Material supplied:
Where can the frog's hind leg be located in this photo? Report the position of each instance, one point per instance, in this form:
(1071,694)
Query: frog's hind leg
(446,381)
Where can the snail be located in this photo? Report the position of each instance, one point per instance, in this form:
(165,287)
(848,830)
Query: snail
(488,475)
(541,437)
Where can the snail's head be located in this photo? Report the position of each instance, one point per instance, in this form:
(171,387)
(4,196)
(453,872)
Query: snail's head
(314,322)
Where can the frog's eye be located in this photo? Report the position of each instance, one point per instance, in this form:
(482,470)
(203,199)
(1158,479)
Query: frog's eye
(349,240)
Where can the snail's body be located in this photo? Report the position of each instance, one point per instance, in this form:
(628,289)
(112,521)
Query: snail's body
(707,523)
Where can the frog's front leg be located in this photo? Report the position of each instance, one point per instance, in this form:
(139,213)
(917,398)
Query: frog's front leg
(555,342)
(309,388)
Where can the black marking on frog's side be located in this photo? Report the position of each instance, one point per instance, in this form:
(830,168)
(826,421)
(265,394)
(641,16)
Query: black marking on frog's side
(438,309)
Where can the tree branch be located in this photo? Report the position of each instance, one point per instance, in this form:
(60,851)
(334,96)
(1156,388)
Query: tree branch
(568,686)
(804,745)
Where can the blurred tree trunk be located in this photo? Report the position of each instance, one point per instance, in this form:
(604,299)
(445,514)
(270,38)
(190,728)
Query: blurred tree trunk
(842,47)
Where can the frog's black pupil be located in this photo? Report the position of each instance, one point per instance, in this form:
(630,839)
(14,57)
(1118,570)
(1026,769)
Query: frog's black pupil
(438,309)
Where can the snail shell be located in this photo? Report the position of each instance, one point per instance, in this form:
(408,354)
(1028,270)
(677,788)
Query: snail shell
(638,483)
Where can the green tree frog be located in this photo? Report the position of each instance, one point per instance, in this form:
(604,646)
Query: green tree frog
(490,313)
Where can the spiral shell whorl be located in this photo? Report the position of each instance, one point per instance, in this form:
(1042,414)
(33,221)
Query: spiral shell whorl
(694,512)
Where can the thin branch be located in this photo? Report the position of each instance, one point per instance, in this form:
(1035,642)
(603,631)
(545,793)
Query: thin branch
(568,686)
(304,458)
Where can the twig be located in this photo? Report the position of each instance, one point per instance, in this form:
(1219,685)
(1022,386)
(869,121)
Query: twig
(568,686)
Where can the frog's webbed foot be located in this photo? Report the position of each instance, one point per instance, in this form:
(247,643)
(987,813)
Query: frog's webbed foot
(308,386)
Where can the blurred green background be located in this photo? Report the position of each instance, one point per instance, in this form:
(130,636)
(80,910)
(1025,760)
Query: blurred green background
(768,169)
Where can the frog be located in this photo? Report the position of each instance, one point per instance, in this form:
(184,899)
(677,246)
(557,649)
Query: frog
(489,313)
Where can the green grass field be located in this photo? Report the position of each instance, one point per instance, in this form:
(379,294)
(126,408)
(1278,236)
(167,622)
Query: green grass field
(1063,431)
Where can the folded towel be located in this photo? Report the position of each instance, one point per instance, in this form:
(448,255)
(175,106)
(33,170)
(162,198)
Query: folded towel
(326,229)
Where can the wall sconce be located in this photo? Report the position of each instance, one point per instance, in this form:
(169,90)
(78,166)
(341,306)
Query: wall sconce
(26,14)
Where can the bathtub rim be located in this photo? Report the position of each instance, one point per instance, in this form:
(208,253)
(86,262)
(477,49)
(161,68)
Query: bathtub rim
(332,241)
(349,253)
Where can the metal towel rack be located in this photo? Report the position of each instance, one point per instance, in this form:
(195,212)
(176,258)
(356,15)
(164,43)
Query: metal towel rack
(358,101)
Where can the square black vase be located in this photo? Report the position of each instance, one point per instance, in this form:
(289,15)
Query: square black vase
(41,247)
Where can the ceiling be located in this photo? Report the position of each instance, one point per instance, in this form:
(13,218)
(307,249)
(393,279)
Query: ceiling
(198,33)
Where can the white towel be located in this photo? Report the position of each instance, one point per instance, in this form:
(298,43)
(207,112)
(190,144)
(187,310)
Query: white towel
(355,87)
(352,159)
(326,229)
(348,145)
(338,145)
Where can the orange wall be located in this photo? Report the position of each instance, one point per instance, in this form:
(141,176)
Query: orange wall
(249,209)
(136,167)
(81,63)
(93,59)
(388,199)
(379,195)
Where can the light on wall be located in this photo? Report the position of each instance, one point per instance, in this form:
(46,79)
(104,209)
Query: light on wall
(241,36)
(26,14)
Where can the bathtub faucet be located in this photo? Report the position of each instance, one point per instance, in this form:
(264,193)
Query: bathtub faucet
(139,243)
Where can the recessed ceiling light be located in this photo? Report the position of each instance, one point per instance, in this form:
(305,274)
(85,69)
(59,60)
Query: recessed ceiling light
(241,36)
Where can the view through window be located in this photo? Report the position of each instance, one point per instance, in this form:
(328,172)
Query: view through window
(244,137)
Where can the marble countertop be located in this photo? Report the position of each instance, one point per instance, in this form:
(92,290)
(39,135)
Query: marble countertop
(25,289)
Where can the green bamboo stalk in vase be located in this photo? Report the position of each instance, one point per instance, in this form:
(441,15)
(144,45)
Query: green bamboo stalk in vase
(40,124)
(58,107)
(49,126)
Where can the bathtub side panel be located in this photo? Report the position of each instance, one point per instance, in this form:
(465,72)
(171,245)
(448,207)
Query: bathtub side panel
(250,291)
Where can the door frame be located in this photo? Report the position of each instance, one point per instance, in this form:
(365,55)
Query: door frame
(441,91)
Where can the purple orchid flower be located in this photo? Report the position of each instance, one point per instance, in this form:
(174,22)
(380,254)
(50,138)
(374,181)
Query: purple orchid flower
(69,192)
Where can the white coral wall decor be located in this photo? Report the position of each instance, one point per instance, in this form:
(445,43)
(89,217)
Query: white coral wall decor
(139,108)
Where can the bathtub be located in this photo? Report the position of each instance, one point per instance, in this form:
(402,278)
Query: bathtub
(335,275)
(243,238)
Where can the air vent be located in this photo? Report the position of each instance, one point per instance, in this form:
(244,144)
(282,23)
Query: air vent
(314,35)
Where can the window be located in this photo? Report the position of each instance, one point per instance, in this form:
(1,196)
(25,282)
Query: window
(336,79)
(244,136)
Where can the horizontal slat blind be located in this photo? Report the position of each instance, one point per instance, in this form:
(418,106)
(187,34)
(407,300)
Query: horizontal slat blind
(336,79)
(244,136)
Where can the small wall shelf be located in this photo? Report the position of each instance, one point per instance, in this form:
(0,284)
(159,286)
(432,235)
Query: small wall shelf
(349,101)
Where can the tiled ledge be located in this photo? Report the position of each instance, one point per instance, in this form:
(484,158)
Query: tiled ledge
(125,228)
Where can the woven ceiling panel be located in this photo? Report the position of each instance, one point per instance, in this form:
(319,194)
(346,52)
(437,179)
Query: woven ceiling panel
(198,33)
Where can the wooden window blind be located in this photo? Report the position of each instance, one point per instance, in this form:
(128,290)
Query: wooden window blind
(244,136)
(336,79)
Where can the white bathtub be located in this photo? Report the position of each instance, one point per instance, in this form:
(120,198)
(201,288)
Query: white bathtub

Stated exercise:
Rescale the rows from the line with "Where can the window" through the end of the rows, and reproduce only those lines, requests included. Multiply every answer coordinate by 2.1 and round to whole numbers, rounding halves up, but leave the requests and their sample points unchanged.

Complete answer:
Where can the window be located in this photo? Report the position of each instance, one point per instance, in this form:
(1,196)
(25,282)
Query: window
(706,166)
(512,286)
Where can the horizontal slat blind be located in this photo? Report the position of each instance, one point per instance, in this form:
(418,106)
(187,34)
(407,300)
Query: horizontal slat blind
(706,166)
(512,286)
Where can the small wall shelf be located in this photo? Report the position of each instance, one point per instance, in this form:
(0,284)
(159,286)
(432,235)
Query: small wall shelf
(733,212)
Where can the tiled ledge be located in this photo? Report the position of each instance, one point per instance, in this form:
(484,158)
Query: tiled ledge
(263,479)
Where can the woven ceiling panel be located in this photo? Report the position of each instance, one point per instance, in this form:
(319,194)
(346,52)
(437,179)
Query: woven ceiling panel
(416,69)
Where can the wooden window blind be located in this photo? Report the position of each instance, one point per instance, in this form:
(128,290)
Query: wooden window blind
(512,286)
(706,166)
Where can the white bathtub be located in this photo? Report the position of each instance, one point per instance, in this form:
(120,198)
(201,288)
Query: white bathtub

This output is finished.